ASSIGNMENT — Please return every line in the following data that includes the string "yellow".

DATASET: Begin

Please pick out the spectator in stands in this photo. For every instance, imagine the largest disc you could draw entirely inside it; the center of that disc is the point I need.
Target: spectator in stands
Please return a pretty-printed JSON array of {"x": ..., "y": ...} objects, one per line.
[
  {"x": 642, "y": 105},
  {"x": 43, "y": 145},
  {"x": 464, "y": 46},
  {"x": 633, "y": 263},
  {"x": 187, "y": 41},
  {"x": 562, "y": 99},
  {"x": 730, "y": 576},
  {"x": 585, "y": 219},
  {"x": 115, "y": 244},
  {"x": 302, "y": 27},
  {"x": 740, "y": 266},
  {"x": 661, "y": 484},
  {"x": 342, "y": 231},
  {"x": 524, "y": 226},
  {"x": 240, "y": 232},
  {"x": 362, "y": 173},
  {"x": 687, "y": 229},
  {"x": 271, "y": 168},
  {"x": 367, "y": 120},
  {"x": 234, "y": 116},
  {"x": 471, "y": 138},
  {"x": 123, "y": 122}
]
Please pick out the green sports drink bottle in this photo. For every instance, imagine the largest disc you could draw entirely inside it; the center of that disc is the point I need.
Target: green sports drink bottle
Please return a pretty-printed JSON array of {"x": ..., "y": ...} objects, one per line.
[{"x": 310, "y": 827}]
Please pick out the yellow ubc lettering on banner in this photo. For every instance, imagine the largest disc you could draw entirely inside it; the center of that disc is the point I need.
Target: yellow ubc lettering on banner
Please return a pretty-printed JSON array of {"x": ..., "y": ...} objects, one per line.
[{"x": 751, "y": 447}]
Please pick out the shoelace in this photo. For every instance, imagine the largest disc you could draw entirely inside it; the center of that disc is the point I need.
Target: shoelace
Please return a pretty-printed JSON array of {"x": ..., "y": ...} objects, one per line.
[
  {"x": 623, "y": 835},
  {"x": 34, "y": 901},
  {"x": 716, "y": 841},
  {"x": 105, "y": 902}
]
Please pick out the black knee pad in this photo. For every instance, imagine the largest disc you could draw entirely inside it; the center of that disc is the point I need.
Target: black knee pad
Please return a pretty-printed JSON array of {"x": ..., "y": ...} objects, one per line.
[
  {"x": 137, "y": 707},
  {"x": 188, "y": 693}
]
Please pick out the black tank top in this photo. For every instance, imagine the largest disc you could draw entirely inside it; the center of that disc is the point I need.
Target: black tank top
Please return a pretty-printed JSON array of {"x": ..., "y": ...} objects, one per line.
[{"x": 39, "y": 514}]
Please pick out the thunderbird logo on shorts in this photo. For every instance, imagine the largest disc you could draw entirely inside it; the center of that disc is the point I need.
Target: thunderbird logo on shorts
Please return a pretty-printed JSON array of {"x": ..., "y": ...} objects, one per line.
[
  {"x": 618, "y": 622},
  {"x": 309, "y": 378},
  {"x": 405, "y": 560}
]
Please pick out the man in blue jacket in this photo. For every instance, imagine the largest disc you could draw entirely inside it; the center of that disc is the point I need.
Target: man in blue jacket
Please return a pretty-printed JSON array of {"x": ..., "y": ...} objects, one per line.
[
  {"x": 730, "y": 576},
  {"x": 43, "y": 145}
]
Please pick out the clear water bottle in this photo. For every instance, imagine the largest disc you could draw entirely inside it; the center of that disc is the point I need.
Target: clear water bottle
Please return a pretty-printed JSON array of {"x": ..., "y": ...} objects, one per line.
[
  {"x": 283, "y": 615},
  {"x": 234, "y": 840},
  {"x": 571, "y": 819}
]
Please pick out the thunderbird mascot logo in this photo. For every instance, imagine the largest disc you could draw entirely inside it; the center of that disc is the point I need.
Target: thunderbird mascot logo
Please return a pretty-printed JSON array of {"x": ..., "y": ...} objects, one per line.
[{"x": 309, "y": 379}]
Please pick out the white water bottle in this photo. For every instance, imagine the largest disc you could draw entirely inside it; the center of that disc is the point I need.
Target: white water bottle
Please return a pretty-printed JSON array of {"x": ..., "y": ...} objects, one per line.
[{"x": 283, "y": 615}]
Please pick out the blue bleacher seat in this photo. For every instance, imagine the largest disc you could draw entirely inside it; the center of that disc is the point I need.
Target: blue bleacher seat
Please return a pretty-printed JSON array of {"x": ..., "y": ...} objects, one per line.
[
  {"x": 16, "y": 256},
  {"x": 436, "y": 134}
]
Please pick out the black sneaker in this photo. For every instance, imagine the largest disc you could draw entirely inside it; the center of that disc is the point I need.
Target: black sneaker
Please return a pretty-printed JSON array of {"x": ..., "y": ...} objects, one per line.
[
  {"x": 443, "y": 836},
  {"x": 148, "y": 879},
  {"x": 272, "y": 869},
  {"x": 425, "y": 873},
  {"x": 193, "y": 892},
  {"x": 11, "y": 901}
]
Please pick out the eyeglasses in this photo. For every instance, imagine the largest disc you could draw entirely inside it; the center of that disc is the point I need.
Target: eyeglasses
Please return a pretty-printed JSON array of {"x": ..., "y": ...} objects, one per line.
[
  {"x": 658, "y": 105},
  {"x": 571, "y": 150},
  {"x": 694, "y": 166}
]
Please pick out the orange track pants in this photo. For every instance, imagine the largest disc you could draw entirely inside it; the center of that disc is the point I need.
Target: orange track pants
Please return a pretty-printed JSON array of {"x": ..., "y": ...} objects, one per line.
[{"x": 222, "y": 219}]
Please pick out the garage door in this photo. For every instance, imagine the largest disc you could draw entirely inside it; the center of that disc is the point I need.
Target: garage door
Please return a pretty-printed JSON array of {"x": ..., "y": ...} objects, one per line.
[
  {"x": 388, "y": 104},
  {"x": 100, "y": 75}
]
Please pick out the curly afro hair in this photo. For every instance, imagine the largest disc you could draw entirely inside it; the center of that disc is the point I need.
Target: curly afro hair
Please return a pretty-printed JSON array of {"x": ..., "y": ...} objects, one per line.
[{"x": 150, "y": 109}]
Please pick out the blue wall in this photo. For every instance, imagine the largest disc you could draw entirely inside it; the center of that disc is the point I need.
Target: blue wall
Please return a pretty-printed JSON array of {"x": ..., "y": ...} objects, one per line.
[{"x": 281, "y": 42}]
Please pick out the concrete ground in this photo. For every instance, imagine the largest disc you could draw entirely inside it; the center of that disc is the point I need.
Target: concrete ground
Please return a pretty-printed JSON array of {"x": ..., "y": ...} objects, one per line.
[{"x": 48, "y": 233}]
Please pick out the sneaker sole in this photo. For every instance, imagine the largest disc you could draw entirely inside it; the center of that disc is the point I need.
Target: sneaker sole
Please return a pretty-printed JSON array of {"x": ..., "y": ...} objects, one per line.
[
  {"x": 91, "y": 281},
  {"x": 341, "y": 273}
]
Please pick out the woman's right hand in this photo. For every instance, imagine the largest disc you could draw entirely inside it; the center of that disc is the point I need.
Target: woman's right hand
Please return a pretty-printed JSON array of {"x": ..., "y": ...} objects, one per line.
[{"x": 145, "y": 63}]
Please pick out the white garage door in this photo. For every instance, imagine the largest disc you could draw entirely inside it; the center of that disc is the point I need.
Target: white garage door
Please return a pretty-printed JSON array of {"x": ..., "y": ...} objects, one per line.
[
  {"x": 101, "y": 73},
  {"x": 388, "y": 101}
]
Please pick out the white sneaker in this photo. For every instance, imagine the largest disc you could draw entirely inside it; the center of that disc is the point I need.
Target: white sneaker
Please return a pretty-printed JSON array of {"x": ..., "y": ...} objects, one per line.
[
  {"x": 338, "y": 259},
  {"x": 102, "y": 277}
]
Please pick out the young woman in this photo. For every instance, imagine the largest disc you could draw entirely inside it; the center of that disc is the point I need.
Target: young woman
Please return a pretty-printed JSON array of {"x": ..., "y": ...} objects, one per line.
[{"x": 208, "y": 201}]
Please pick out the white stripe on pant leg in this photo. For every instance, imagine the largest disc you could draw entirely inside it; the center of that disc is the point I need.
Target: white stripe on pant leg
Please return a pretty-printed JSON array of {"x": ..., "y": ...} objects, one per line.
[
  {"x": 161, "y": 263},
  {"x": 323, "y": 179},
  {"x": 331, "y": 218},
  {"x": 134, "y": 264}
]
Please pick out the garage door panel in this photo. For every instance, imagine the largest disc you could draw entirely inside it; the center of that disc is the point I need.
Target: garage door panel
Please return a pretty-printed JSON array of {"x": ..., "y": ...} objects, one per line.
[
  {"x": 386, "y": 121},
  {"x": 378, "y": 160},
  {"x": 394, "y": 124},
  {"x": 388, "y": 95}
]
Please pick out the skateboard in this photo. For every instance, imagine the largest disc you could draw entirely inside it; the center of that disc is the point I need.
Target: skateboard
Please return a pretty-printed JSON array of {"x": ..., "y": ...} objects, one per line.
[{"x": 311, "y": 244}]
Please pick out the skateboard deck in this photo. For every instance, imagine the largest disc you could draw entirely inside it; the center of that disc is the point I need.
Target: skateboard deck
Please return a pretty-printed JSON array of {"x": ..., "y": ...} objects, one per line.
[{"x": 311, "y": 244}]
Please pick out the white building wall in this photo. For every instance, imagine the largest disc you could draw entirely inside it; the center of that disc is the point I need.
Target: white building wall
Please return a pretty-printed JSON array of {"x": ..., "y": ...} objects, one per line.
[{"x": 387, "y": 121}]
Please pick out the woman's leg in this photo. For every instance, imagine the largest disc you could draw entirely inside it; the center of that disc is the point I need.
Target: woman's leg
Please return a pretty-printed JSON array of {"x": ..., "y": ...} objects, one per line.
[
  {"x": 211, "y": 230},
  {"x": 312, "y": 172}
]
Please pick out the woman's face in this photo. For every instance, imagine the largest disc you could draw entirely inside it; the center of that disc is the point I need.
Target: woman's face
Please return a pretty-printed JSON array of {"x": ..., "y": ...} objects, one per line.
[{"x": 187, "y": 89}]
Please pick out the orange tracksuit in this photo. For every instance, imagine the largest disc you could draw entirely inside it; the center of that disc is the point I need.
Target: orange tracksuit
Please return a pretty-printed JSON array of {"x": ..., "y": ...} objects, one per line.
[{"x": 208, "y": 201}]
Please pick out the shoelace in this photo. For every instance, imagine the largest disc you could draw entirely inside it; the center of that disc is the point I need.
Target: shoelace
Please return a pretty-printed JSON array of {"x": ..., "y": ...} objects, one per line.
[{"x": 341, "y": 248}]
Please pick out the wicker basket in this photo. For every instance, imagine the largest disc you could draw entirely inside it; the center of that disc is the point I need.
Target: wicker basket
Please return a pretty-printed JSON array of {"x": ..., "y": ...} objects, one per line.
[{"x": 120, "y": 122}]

DATASET: End

ANSWER SECTION —
Please pick out the yellow ubc lettering on banner in this photo. For every instance, imagine the largest disc you could draw entirely inside it; the center of that disc is the point I need.
Target: yellow ubc lettering on banner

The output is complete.